→ **DIRECTION A**: Quote the listing below word for word, covering the stretch from the line that contains "white curtain, which" through the end of the listing.

--- start SOURCE ---

A good start.  Some feedback:

  1. What is a long train for you?  For me, a "long train" is 15 40'/50' cars, 8 72' passenger cars, or 9 extruded aluminum cars.  This dictates the shape of the layout.
  2. Some things are mutually exclusive.  An example would be a 24' layout and a 30 hopper car train.
  3. Are you interested in postwar style accessories?  They need space in accessible areas.
  4. Access.  The crossover in the upper right corner is hard to access.
  5. Do you have any conventional equipment that you want to run?  Need to make provisions for conventional trains.  Someone may bring a guest engine.
  6. What is your biggest potential locomotive purchase?  That affects track centers.  Big, heavy locomotives are hard to move around.  I have a Milwaukee Road bipolar and a Lionel scale sized PRR turbine.  Both need 2 hands to pick up.
  7. Consider an elevated section for the 3rd train.

I "second the motion" about action accessories; they give your railroad reasons for being, as:
   * a logging area to provide tree logs for a sawmill
   * a dairy farm that ships milk in cans (or in milk tank cars) to a distant dairy facility
   * a coal mine & tipple that provides coal to a coal-fired power plant with an adjacent Coal Unloading Ramp
   * an oil field that feeds oil to an oil pipeline terminal
   * various industrial buildings - my favorite is a brewery (but re-purposed as a "Root Beer Bottling Plant").

   For passenger service:
   * a city passenger terminal
   * a rural or deep suburban station

For a downtown area:
  *  lots of structures are available; the iconic MTH Fire Station and Mel's Diner are fun to watch favorites
   * a City park with playground rides for kids.

Let your imagination soar.  You have the benefit of LOTS of space!

Carry on, regardless ...

Mike M.   LCCA 12394



.

Couple of things I can see. If the layout is up against a wall, be careful with access. I built a U shaped layout and I kept the width like 36" or so, and reach in some places is tough (I tried to always have reach to every point on the layout, but there are places where it is difficult, like trying to solder wire to the rails).

With all those switches, be really careful when wiring them, it is really easy when doing so many to kind of lose track of what you are doing (as I well know) Besides labelling the wires from the switch to the controller (I don't know if you plan on using a control panel or fascia mounting them to be near the turnouts or if you plan on using the AIU control of the switch machines) it is very easy to lose track of things (my layout is like 9x14, but I have roughly a dozen switches).

Someone mentioned stalling on the o54/072 switches. There is a way to wire that if you run into problems with that, using relays to avoid that (I am using dz1000 switch machines, I bought the relays to do this with my ross #6 crossovers, but didn't wire them in unless I find I need them).

--- end SOURCE ---

→ **DIRECTION B**: Print the stretch of the model train layout feedback from "5. Do you have" through "the 3rd train.", keeping every word unchanged.

--- start INPUT FOR THIS TASK ---

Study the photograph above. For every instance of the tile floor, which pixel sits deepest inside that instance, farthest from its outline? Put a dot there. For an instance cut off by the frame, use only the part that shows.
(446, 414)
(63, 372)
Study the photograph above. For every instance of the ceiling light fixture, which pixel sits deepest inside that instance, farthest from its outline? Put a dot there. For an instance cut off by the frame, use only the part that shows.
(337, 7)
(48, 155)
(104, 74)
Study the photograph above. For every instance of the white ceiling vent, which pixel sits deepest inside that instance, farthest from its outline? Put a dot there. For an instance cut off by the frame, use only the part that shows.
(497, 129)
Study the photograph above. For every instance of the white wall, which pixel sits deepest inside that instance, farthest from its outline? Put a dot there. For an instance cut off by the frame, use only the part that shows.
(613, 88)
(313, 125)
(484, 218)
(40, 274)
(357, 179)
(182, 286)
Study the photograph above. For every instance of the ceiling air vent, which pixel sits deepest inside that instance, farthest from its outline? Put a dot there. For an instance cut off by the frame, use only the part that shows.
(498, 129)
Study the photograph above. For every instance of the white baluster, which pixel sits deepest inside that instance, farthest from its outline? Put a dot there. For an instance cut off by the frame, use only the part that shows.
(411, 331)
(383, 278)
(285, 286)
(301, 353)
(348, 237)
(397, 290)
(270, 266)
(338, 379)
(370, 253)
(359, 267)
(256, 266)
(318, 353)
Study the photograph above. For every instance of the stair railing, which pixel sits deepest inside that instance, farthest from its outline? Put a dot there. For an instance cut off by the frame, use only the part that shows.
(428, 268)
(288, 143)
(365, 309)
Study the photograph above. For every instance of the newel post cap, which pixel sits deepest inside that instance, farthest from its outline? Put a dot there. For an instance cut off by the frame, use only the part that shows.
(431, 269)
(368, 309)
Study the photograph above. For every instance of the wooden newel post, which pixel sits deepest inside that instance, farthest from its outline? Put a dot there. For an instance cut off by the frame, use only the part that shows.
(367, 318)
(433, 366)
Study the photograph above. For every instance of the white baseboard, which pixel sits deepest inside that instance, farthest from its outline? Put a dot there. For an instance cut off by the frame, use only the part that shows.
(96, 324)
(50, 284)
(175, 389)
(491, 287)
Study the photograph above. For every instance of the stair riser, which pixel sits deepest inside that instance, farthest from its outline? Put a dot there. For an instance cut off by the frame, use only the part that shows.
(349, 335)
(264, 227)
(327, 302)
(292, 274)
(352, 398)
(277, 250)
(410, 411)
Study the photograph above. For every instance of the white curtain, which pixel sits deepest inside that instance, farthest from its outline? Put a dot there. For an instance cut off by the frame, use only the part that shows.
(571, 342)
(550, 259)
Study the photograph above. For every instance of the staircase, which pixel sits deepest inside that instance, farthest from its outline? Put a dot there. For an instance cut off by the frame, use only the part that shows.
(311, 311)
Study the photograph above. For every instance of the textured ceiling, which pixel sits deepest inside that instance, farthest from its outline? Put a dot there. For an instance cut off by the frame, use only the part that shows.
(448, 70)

--- end INPUT FOR THIS TASK ---

→ **EXERCISE RESULT A**:
Study the photograph above. For every instance of the white curtain, which pixel sits deepest inside that instance, farthest from its outline? Put a dot there. For an instance cut off by the frame, use only the part that shows.
(571, 342)
(550, 259)
Study the photograph above. For every instance of the staircase, which pixel sits deepest inside that instance, farthest from its outline? Put a dot there. For an instance cut off by the frame, use only the part that shows.
(311, 311)
Study the photograph above. For every instance of the textured ceiling, which pixel sits deepest inside that instance, farthest from its outline? Put a dot there. For an instance cut off by the frame, use only the part that shows.
(448, 70)

→ **EXERCISE RESULT B**:
5. Do you have any conventional equipment that you want to run?  Need to make provisions for conventional trains.  Someone may bring a guest engine.
  6. What is your biggest potential locomotive purchase?  That affects track centers.  Big, heavy locomotives are hard to move around.  I have a Milwaukee Road bipolar and a Lionel scale sized PRR turbine.  Both need 2 hands to pick up.
  7. Consider an elevated section for the 3rd train.